**SUPPLIED MATERIAL:**
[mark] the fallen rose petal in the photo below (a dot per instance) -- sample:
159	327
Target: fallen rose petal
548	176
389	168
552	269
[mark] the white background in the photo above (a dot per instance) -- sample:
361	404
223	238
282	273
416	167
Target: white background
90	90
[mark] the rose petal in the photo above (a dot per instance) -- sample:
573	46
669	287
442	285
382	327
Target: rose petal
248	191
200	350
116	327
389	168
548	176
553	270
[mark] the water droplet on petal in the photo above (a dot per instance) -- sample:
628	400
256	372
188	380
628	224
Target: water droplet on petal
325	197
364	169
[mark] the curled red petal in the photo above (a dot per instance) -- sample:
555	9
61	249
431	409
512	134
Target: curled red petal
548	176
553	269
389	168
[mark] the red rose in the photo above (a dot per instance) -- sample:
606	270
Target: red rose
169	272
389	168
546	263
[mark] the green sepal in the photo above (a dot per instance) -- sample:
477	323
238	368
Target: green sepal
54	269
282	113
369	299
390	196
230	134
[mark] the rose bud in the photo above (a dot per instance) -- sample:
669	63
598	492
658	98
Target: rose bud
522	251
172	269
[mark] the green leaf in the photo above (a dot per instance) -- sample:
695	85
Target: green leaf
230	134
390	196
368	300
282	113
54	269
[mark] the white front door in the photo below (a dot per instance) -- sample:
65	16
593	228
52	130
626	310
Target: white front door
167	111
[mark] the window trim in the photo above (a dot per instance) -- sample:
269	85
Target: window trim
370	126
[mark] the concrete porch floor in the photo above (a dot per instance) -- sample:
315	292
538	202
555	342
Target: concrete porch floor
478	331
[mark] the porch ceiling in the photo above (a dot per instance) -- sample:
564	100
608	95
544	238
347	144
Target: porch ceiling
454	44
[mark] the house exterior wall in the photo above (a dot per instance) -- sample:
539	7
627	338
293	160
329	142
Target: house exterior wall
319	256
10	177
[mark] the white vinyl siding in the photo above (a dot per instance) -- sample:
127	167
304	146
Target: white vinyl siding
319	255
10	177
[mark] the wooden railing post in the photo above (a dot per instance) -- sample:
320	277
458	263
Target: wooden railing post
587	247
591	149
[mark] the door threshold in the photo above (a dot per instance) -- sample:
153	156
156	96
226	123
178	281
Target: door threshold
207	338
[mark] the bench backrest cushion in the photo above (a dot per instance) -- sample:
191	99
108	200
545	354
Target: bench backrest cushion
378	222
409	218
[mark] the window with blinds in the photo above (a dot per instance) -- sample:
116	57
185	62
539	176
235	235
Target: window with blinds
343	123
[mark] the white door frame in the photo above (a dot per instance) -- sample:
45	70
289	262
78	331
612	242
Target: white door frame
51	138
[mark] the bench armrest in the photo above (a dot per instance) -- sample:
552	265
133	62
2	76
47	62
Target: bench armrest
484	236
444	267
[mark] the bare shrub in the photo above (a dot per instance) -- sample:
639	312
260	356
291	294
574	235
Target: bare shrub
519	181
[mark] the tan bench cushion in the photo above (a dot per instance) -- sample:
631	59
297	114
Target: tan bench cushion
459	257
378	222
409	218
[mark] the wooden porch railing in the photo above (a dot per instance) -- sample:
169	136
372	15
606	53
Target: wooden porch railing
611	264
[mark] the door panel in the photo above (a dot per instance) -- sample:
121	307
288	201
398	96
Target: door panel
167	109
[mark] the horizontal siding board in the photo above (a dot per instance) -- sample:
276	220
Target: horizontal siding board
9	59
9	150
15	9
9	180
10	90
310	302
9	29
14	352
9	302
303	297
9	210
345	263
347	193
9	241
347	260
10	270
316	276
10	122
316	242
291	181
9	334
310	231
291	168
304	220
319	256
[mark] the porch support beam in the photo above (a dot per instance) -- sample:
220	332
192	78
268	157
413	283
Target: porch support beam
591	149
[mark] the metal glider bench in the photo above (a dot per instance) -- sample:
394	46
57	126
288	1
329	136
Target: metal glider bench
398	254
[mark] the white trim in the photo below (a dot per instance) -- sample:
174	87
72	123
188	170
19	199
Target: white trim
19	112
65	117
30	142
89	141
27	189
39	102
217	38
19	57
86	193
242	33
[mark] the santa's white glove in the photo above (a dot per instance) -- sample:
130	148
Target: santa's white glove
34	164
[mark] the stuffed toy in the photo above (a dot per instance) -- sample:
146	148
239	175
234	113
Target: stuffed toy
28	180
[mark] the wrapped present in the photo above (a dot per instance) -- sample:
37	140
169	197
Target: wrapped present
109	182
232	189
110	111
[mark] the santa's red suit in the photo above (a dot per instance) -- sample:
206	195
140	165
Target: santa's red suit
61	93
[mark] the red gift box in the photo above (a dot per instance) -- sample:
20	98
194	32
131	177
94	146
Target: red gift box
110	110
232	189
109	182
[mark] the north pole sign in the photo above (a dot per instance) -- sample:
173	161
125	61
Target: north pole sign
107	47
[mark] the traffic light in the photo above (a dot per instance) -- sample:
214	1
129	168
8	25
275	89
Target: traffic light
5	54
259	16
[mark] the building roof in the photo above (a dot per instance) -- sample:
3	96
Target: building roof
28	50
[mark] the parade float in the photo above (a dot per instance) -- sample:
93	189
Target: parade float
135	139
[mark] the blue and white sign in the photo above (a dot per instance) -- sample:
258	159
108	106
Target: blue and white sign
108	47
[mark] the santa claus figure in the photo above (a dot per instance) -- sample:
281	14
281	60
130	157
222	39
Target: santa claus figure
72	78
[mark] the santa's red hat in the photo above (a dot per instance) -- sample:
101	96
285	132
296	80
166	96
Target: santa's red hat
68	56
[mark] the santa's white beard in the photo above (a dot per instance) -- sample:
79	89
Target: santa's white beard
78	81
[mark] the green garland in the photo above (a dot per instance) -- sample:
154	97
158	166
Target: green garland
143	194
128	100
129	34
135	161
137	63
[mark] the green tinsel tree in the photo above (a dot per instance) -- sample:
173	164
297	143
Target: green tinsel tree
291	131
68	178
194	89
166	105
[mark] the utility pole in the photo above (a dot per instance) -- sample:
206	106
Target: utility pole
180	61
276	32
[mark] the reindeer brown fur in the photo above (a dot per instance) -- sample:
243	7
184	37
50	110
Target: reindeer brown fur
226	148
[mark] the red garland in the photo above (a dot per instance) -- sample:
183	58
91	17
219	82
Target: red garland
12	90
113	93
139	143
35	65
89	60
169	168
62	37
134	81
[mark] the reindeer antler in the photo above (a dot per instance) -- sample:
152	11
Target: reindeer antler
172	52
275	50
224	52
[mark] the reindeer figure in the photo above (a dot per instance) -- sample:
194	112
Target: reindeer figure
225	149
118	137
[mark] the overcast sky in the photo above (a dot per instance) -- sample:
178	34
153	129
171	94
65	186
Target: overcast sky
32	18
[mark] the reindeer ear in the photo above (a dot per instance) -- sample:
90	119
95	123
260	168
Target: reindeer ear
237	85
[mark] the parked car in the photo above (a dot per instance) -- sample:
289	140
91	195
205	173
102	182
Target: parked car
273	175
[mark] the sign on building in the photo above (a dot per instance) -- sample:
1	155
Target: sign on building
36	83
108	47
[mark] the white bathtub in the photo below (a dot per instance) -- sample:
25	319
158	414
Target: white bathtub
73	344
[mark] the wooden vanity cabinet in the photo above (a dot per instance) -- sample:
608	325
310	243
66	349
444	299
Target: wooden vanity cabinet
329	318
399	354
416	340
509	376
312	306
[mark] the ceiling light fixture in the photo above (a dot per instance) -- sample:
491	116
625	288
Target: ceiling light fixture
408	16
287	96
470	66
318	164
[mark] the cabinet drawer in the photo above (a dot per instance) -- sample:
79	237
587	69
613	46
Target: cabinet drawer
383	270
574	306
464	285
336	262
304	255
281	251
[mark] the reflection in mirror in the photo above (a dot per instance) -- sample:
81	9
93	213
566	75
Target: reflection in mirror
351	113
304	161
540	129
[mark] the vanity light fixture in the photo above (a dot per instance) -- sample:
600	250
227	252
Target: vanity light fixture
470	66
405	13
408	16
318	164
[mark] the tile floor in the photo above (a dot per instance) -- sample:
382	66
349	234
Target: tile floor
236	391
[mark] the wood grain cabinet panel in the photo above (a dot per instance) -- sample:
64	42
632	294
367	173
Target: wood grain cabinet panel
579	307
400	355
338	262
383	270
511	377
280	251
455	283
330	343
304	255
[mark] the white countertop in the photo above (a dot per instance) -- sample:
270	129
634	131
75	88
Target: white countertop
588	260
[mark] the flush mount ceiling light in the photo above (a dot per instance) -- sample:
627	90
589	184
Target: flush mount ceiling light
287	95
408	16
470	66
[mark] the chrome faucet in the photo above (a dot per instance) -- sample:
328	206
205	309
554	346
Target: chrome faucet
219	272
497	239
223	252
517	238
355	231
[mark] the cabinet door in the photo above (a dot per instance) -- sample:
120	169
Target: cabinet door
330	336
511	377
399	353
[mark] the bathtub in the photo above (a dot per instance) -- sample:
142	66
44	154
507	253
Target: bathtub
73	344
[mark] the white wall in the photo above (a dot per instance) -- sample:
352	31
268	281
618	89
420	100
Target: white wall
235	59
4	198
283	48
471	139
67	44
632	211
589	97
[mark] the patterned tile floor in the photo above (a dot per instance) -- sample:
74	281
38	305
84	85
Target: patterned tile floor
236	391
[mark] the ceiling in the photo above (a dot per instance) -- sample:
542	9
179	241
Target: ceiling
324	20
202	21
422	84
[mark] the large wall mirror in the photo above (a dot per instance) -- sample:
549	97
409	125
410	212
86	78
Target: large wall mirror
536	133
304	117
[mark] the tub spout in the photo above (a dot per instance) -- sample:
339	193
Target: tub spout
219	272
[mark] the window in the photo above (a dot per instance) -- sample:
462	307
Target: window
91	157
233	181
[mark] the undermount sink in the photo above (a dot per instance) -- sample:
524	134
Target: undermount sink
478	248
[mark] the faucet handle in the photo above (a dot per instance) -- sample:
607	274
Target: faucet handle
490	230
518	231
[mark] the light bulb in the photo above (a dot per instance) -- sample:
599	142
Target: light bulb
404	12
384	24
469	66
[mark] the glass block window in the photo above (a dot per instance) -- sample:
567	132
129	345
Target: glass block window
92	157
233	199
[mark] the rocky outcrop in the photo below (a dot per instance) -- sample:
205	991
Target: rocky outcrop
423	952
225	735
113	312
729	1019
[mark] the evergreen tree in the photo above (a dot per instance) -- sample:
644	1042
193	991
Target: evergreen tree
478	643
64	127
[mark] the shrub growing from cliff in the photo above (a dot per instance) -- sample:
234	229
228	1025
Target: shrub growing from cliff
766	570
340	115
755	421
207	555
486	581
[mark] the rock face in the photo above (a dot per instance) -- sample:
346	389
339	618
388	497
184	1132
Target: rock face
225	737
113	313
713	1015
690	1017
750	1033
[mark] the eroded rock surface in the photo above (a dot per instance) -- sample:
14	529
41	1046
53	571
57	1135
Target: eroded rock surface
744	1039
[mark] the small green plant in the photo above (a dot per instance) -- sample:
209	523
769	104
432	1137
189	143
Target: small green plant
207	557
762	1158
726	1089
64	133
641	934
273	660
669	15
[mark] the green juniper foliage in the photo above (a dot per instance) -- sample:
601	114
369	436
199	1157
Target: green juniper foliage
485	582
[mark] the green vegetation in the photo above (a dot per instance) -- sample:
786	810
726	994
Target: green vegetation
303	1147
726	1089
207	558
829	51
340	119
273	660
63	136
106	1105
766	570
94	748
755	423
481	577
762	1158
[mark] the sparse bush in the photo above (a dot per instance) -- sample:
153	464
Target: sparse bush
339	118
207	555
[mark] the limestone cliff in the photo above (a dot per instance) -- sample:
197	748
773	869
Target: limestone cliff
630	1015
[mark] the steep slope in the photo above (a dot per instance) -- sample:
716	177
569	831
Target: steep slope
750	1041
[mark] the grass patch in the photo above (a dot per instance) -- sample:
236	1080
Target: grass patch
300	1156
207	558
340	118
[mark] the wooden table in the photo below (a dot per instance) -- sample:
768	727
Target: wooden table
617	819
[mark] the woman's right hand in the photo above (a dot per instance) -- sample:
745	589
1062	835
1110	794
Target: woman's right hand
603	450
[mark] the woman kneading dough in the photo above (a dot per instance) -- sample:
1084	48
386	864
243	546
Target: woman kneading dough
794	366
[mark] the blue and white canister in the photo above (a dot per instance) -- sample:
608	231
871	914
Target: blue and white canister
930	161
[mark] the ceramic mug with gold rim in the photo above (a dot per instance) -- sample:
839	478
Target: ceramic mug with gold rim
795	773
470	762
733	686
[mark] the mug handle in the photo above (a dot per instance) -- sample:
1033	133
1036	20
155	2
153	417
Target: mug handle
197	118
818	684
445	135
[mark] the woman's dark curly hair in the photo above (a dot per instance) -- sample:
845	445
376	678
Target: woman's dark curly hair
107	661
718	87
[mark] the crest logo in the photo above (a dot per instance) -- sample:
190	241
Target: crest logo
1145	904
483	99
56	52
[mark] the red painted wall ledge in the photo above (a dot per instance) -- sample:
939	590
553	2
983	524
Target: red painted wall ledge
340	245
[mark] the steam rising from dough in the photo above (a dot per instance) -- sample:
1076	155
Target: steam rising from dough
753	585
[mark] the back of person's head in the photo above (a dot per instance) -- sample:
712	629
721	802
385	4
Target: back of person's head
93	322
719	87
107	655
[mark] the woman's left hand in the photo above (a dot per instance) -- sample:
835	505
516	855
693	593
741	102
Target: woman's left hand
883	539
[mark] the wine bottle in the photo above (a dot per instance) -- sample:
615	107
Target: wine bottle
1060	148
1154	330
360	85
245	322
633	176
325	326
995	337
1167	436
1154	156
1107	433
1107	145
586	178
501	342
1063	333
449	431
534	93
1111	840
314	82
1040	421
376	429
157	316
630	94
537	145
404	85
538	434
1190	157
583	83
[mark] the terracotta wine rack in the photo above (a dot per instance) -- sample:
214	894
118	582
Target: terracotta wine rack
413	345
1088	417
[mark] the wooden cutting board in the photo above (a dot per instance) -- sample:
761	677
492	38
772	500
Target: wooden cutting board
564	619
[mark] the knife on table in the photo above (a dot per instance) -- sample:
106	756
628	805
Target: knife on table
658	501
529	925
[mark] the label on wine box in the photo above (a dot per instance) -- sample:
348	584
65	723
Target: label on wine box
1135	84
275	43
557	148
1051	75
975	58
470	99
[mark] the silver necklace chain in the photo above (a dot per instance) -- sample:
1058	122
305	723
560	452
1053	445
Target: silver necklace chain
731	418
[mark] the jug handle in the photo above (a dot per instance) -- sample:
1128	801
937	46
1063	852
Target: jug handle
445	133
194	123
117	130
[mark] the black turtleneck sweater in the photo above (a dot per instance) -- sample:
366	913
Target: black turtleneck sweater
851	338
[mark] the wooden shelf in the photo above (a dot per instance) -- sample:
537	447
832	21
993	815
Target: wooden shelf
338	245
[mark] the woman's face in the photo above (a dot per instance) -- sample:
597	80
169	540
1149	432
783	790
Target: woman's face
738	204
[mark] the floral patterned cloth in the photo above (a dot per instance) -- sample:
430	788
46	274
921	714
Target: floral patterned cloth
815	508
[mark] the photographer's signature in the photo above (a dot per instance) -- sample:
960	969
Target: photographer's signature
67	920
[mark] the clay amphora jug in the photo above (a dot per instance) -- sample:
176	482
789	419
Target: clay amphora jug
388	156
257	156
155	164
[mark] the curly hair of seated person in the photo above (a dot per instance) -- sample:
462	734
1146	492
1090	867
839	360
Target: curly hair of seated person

**WHAT YOU ARE ASKED TO DO:** Copy every line of the records from the line containing "[mark] the clay" through the end of the records, including both ends. Shift each answer coordinate in that span by -17 and leave all other lines unchanged.

**RESPONSE TO THE TASK:**
[mark] the clay amphora jug in the photo above (a dot per instance) -- sample:
176	482
789	419
Target: clay amphora jug
371	139
240	139
138	147
[mark] the curly hair of seated person in the photo above (a dot per instance) -- sample:
462	734
1146	492
1090	867
839	360
Target: curly hair of seated person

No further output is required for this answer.